→ **WHAT IS EXPECTED**
Give each of the entries below as a row in a two-column CSV with the headers instruction and points. Put the task text in the first column and its answer in the second, each in one quoted field with any line breaks replaced by spaces.

□ □ □ □ □ □ □

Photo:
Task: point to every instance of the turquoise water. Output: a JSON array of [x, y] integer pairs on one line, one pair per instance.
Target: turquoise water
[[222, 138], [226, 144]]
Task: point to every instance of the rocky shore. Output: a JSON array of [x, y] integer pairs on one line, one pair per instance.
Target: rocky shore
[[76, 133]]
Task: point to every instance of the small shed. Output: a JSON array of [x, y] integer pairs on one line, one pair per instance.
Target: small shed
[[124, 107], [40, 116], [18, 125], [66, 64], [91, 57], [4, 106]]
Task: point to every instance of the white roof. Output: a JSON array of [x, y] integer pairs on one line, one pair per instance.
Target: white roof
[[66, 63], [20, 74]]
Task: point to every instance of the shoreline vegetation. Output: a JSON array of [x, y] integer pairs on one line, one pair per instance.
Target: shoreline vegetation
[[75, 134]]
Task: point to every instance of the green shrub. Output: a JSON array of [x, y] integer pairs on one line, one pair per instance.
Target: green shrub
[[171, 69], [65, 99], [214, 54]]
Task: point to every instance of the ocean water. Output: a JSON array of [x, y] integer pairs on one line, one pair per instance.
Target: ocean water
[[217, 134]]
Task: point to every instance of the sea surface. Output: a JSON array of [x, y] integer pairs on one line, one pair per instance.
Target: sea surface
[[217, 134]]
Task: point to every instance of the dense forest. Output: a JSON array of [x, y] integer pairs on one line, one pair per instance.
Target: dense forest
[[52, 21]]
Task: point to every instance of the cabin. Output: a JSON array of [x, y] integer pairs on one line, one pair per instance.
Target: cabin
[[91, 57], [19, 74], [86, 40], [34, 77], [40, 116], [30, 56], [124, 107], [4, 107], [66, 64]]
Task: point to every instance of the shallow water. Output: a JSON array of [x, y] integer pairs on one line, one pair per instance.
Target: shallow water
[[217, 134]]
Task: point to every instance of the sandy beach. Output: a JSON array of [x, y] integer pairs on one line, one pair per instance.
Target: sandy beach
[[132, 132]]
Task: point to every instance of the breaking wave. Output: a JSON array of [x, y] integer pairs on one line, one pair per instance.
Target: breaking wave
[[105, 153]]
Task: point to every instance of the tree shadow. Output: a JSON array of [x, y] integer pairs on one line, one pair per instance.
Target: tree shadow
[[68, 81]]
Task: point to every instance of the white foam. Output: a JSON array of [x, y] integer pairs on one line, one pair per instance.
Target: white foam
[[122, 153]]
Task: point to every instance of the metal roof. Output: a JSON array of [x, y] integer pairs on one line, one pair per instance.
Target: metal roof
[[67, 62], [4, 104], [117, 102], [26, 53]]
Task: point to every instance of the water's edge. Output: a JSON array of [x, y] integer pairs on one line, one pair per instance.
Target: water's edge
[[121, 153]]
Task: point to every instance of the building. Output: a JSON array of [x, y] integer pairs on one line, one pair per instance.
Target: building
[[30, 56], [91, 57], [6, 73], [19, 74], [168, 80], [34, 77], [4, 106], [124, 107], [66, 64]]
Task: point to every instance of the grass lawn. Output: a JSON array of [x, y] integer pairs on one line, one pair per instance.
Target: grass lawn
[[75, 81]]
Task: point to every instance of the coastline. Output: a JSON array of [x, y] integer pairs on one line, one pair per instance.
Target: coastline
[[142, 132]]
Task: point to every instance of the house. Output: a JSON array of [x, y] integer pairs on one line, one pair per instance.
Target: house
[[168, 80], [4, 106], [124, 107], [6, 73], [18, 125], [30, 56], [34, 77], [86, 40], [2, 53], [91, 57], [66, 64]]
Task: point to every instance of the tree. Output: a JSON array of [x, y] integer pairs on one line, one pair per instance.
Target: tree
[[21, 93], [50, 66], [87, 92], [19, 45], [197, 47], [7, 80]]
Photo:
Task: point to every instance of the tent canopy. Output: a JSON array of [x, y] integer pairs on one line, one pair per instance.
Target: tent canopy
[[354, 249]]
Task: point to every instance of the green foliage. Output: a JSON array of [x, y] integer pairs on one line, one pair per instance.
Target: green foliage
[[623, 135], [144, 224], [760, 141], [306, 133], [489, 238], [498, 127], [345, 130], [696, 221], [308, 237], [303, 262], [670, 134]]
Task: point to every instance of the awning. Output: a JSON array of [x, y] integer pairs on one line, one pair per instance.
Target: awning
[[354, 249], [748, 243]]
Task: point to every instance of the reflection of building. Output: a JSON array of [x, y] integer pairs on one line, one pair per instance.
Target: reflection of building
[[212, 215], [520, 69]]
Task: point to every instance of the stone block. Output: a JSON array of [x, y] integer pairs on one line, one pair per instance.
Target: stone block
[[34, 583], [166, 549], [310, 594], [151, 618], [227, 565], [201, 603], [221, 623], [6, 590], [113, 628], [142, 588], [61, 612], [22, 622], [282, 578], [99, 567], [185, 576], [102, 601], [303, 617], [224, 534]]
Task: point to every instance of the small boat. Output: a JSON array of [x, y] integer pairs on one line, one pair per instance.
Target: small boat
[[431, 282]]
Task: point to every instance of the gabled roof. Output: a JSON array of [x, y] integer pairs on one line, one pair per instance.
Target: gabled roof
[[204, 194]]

□ □ □ □ □ □ □

→ **WRITTEN SOLUTION**
instruction,points
"Photo: Task: point to every instance of the turquoise water. Output: a JSON array of [x, y] integer pairs on one line, one pair per instance. Target: turquoise water","[[222, 138], [226, 144]]"
"Task: point to every instance of the rocky shore. Output: a JSON array of [x, y] integer pairs on one line, one pair per instance. Target: rocky shore","[[76, 133]]"
"Task: point to every instance of the small shed. Output: a JSON array of [x, y] integer pairs on one line, one pair per instance. Target: small shed","[[124, 107], [40, 116], [18, 125], [66, 64], [91, 57], [4, 106]]"
"Task: point to every instance of the white roof. Output: a JSON array of [x, y] integer pairs on one line, one pair per instance. Target: white roof","[[66, 63], [20, 74]]"
"Task: point to every instance of the shoreline vegetation. Output: a JSON array of [x, y] integer pairs on one line, one pair per instance. Target: shoreline vegetation","[[75, 134]]"
"Task: point to every instance of the green shrub. Output: a JSON array of [x, y] integer pairs on one line, one pair per instance. Target: green shrub","[[171, 69], [65, 99], [214, 54]]"
"Task: point to every instance of the ocean water. Output: a JSON array of [x, y] integer pairs on one line, one pair per instance. Target: ocean water","[[217, 134]]"
"Task: point to every instance of the sea surface. Output: a JSON array of [x, y] integer pairs on one line, one pair per instance. Target: sea surface","[[217, 134]]"
"Task: point to every instance of the dense forest. Output: a JSON array of [x, y] integer pairs on one line, one pair per instance. Target: dense forest","[[52, 21]]"
"Task: point to every instance of the cabin. Output: a JSON array of [x, y] integer pairs on one line, one pair per instance. Target: cabin","[[91, 57], [19, 74], [86, 40], [34, 77], [40, 116], [30, 56], [124, 107], [4, 107], [66, 64]]"
"Task: point to every instance of the shallow water. Output: a JSON array of [x, y] integer pairs on one line, one pair per instance. Target: shallow water","[[217, 134]]"
"Task: point to every instance of the sandy beach. Output: a JSON array of [x, y] integer pairs on one line, one pair per instance. Target: sandy beach","[[132, 132]]"
"Task: point to every instance of the breaking wave. Output: a JSON array of [x, y] integer pairs on one line, one pair per instance. Target: breaking wave","[[105, 153]]"
"Task: point to every instance of the tree shadow. Output: a JSON array of [x, y] integer pairs on one line, one pair per instance. Target: tree shadow","[[68, 81]]"
"Task: point to every instance of the white foam. Output: a JSON array of [x, y] integer pairs on one line, one pair per instance. Target: white foam","[[122, 153]]"
"Task: point to every instance of the metal roof. Output: a JSON array of [x, y] integer pairs on one line, one pair per instance. Target: metal roof","[[67, 62], [4, 104], [117, 102], [26, 53]]"
"Task: point to every instance of the water's edge. Output: a JSON array of [x, y] integer pairs on one line, one pair per instance. Target: water's edge","[[121, 153]]"
"Task: point to every instance of the building. Output: a JSON array of [x, y] integer pairs on one line, one pair per instance. Target: building","[[30, 56], [91, 57], [6, 73], [19, 74], [168, 80], [34, 77], [4, 106], [124, 107], [66, 64]]"
"Task: point to every instance of the grass lawn. Output: a JSON array of [x, y] integer pairs on one line, one pair per instance. Target: grass lawn","[[75, 81]]"
"Task: point to every instance of the coastline. Output: a JSON array of [x, y] integer pairs on one line, one pair per instance. Target: coastline","[[142, 132]]"
"Task: point to every instance of the house. Output: a JSON array of [x, y] integer pairs on one line, one pair per instance. Target: house","[[168, 80], [4, 106], [124, 107], [6, 73], [18, 125], [30, 56], [34, 77], [86, 40], [2, 53], [91, 57], [66, 64]]"
"Task: point to every instance of the tree. Output: a JSON array of [x, y] integer pairs on one line, one pair per instance. Target: tree","[[21, 93], [50, 66], [87, 92], [19, 45], [197, 47], [7, 80]]"
"Photo: Task: point to every instance of the tent canopy. Output: a JSON array of [x, y] integer pairs on one line, one pair per instance. Target: tent canopy","[[354, 249]]"
"Task: point to every instance of the green foliage. Output: a JSON array of [x, y] integer pairs on one line, one pair per instance. Target: green foliage","[[623, 135], [144, 224], [760, 141], [306, 133], [489, 238], [498, 127], [345, 130], [696, 221], [308, 237], [303, 262], [670, 134]]"
"Task: point to every instance of the awning. Output: a JSON array of [x, y] integer pairs on one line, one pair per instance. Target: awning","[[354, 249], [748, 243]]"
"Task: point to every instance of the reflection of building. Output: a JSON array of [x, y] integer pairs on one line, one pair per instance. Target: reflection of building","[[212, 215], [520, 69]]"
"Task: point to every instance of the stone block. Output: a JSON array of [x, y] integer pairs on one line, one pair per instance. Target: stone block","[[34, 583], [166, 549], [310, 594], [151, 618], [227, 565], [201, 603], [221, 623], [6, 590], [113, 628], [142, 588], [61, 612], [22, 622], [282, 578], [99, 567], [185, 576], [102, 601], [303, 617], [224, 534]]"
"Task: point to every instance of the small boat. Output: a JSON array of [x, y] integer pairs on one line, one pair per instance. Target: small boat","[[431, 282]]"
"Task: point to every instance of the gabled roof. Output: a JSON array of [x, y] integer pairs on one line, one pair per instance. Target: gabled roof","[[204, 194]]"